▸ List of tasks:
1) In the September 2013 rainfall summary, which Oahu gage recorded the highest daily total, and how much did it record?
2) Please decide whether each statement agrees with the September 2013 rainfall summary, answering yes or no and quoting the words that settle it: (a) The September 13 frontal remnant caused significant flooding. (b) Kuhio Highway was closed during the rain event that began on September 30. (c) Honolulu Airport had its highest September rainfall total since 1992.
3) Carry the September 2013 rainfall summary forward from its final sentence.

▸ Supplied passage:
MONTH: September 2013

PREPARED: October 3, 2013

Note:  This summary uses the arithmetic mean, or average, for “normal” rainfall values.

State: [Text data table for rain gages]

Trade winds prevailed during most of the days in September with speeds mainly in the moderate range.  Shower areas embedded within the trades brought almost daily rainfall to the windward slopes of the state though amounts were generally low.  A couple of trade wind shower areas  worth mentioning include the remnant of a cold front rain band that moved across the island chain on September 13 and a trade wind disturbance which affected the area on September 24 and 25.  The September 13 frontal remnant produced 1 to 3 inches of rainfall along the windward slopes of Kauai and Oahu and less than an inch on the other islands.  No significant flooding problems occurred as a result of this rain event.  Rainfall totals were lower for the September 24 and 25 trade wind disturbance but it did produce minor flooding when brief heavy showers occurred over the Kona slopes of the Big Island during the afternoon of September 25.

September’s most significant rainfall event waited until the last day of the month to occur.  The culprit in this case was an upper level low pressure system which moved into the area north of Kauai from the northeast.  Unstable conditions helped generate heavy showers and a few thunderstorms over Kauai and Oahu from the morning of September 30 into October 1.  Most of the rainfall occurred along the windward sections of both islands though leeward Oahu also received some heavy rain in the afternoon of September 30.  Heavy rain on Kauai occurred in several pulses, some of which produced rates greater than 3 inches per hour.  Hanalei River had 3 distinct rapid rises in water level which prompted flash flood warnings.  However, the river remained within its banks and Kuhio Highway remained open for the duration of the event.  The only other impacts were small landslides near Lumahai and Wainiha but Kuhio Highway remained open at both locations.

Island of Kauai : [September 2013 map] [year-to-date map]

A majority of  the gages on Kauai recorded near to above average rainfall for the month of September.  The few sites with below average totals came from the leeward areas.  The U.S. Geological Survey’s (USGS) Mount Waialeale gage had the highest monthly total of 28.63 inches (95 percent of average) and the highest daily total of 6.51 inches on September 30.  The Kapahi gage had it wettest September since 1996 and the Lihue Airport, Hanalei, and Wainiha gages had their wettest September since 2005.

Most of the rainfall totals for 2013 through the end of September were in the near average range.  Mount Waialeale’s 240.97 inches (82 percent of average) was the highest year-to-date rainfall total statewide by a wide margin.

Island of Oahu: [September 2013 map] [year-to-date map]

Most of the rain gages on Oahu posted near to above average rainfall totals for September.  The U.S. Fish and Wildlife Service’s Oahu Forest National Wildlife Refuge (NWR) gage recorded the highest monthly total of 12.99 inches (73 percent of average) while the USGS’ Poamoho No. 1 gage had the highest daily total of 6.84 inches on September 30.  Honolulu Airport’s 1.33 inches (190 percent of average) marked the highest September rainfall total at this site since 1992.  Two other sites, Waianae Kawiwi and Niu Valley, had their wettest September since 2005.

▸ Record list:
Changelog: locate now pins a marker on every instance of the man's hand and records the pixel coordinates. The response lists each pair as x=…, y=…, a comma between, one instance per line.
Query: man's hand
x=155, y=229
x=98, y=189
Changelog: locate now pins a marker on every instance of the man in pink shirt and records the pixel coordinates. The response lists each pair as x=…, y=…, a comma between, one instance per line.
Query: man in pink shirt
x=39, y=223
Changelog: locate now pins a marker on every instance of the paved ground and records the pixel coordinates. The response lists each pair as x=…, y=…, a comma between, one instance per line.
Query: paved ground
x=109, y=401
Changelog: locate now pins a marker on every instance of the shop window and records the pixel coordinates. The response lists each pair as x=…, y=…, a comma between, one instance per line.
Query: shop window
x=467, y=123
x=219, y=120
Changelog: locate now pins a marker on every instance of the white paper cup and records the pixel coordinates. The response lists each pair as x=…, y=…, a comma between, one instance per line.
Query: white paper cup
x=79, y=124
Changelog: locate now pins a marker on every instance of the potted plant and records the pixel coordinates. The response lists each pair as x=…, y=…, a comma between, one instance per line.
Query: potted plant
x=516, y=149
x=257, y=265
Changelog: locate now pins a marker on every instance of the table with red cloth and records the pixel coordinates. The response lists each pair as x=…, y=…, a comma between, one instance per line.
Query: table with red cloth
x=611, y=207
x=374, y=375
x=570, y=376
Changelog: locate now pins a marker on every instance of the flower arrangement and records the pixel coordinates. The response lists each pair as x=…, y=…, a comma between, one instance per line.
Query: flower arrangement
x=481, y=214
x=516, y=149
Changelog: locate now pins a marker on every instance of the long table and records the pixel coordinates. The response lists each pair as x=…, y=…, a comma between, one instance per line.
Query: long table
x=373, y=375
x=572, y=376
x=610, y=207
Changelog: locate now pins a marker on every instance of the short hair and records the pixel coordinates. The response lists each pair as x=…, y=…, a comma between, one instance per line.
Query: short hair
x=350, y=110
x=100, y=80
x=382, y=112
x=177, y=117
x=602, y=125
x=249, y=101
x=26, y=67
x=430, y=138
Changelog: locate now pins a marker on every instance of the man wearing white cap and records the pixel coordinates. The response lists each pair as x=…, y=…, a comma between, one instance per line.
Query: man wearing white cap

▸ Exercise answers:
1) The USGS’ Poamoho No. 1 gage recorded the highest daily total on Oahu, 6.84 inches on September 30.

2)
(a) No: "No significant flooding problems occurred as a result of this rain event."
(b) No: "Kuhio Highway remained open for the duration of the event."
(c) Yes: "Honolulu Airport’s 1.33 inches (190 percent of average) marked the highest September rainfall total at this site since 1992."

3)
Rainfall totals for 2013 through the end of September remained in the near average range for most of the gages on Oahu.  The Oahu Forest NWR gage had the highest year-to-date total of 166.90 inches (103 percent of average), which was third highest in the state.

Maui County: [Maui September 2013 map] [year-to-date map] [Molokai/Lanai September 2013 map] [year-to-date map]

Most of the gages across Maui County reported below average rainfall totals for the month of September.  The USGS’ Puu Kukui gage had the highest monthly total of 11.12 inches (just 50 percent of average) and the highest daily total of 1.62 inches on September 17.  On Molokai, the Kamalo rain gage recorded 1.95 inches (195 percent of average), which marked the wettest September since 2005.

Rain gages across Maui County had totals for 2013 through the end of September in the near to below average range.  Puu Kukui had the highest year-to-date total of 180.36 inches (64 percent of average) which was the second highest in the state.  The Kihei No. 2  rain gage has recorded less than 3 inches of rainfall so far this year.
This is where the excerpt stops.